[OBJECTIVE A] Return the stretch of the LINQ tutorial from "(Inner) Joins" through "follows common convention." word for word.

[EXCERPTED PASSAGE]
^^^^^^^^^^^^^^^^

Preamble
LINQ is a modern query language which presents a simple, yet powerful way to query data-collections in a variety of sources. It offers a consistent model for working with data from a variety of sources (XML documents, SQL databases, ADO.NET databases, .NET collections etc.)
Motivation
LINQ presents an opportunity to manipulate data from within a .NET based environment - raising the bar for software-based data-manipulation and querying. In addition it reinforces learning-concepts and interaction modalities within the C# language.
(Inner) Joins
Join simply put groups data across two collections and are a common operation in data-querying and management. The syntax LINQ employs follows common convention.
First lets build our data objects.
// 1.
internal class Supplier
{
public string Name { get; set; }
public int Age { get; set; }
public string District { get; set;}
}
internal class Buyer
{
public string Name { get; set; }
public int Age { get; set; }
public string District { get; set; }
}
List<Buyer> buyers = new List<Buyer>()
{
new Buyer() {Name = "John", Age = 25, District = "Point Break"},
new Buyer() {Name = "Paul", Age = 35, District = "West Side"},
new Buyer() {Name = "Angie", Age = 30, District = "West Side"},
new Buyer() {Name = "Flo", Age = 45, District = "Central"},
new Buyer() {Name = "Mary", Age = 28, District = "Central"},
new Buyer() {Name = "Joan", Age = 30, District = "South"},
new Buyer() {Name = "George", Age = 55, District = "South"}
};
List<Supplier> suppliers = new List<Supplier>()
{
new Supplier() {Name = "Andy", Age = 25, District = "Point Break"},
new Supplier() {Name = "Tod", Age = 35, District = "West Side"},
new Supplier() {Name = "Ian", Age = 40, District = "West Side"},
new Supplier() {Name = "Anna", Age = 30, District = "South"},
new Supplier() {Name = "Jerry", Age = 28, District = "Central"},
new Supplier() {Name = "Paul", Age = 33, District = "Central"}
};
And then join on a single key. The clauses join...in...
and on...equals
are used to define the relationships between the collections.
Here with on...
we can refer to the first range variable (s), and with equals
the second (b).
The results are placed in an Anonymous object via new
.

^^^^^^^^^^^^^^^^

[OBJECTIVE B] Retype the stretch of the records from the line containing "of the rooftop" through the end of the records, without any changes.

^^^^^^^^^^^^^^^^

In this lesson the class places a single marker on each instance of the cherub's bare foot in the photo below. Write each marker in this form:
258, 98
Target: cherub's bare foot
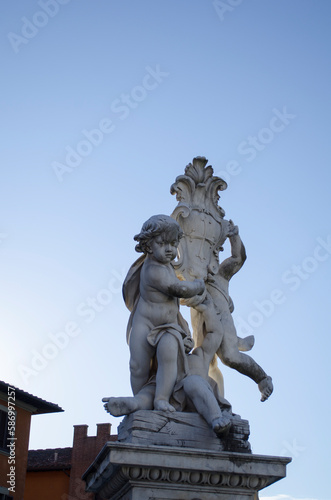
163, 405
246, 343
221, 425
266, 387
120, 406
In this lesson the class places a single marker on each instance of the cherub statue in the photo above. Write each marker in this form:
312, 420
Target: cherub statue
151, 291
201, 392
229, 344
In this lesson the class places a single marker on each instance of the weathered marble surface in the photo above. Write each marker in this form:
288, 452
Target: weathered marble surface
187, 430
129, 471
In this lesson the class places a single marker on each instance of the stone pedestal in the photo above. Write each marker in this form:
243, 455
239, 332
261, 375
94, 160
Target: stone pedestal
135, 469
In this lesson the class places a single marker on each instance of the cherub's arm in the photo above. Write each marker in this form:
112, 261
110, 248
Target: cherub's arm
214, 335
233, 264
166, 283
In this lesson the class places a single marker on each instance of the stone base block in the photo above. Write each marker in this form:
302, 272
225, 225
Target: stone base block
188, 430
138, 469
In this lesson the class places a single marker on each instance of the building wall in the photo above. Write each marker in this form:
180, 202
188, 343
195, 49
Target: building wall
23, 420
46, 484
84, 451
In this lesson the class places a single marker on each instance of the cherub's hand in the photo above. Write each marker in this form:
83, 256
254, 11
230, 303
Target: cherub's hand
188, 344
193, 301
232, 229
202, 306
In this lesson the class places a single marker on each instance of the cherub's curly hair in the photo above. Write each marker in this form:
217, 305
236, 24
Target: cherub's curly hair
156, 225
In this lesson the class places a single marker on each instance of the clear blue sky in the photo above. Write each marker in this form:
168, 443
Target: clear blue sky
103, 104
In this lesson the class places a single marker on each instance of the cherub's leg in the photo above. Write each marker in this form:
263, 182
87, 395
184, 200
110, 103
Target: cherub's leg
126, 405
216, 374
201, 395
230, 356
166, 375
141, 354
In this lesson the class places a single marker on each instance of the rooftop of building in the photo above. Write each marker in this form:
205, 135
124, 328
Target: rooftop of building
40, 405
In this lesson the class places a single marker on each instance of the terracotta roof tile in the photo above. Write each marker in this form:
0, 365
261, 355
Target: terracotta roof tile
49, 459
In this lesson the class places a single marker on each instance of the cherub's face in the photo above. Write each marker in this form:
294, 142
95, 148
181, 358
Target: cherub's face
163, 250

^^^^^^^^^^^^^^^^

[COMPLETE RESPONSE A]
(Inner) Joins
Join simply put groups data across two collections and are a common operation in data-querying and management. The syntax LINQ employs follows common convention.

[COMPLETE RESPONSE B]
In this lesson the class places a single marker on each instance of the rooftop of building in the photo above. Write each marker in this form:
205, 135
124, 328
Target: rooftop of building
40, 405
In this lesson the class places a single marker on each instance of the terracotta roof tile in the photo above. Write each marker in this form:
0, 365
261, 355
Target: terracotta roof tile
49, 459
In this lesson the class places a single marker on each instance of the cherub's face in the photo above. Write each marker in this form:
294, 142
95, 148
181, 358
Target: cherub's face
163, 250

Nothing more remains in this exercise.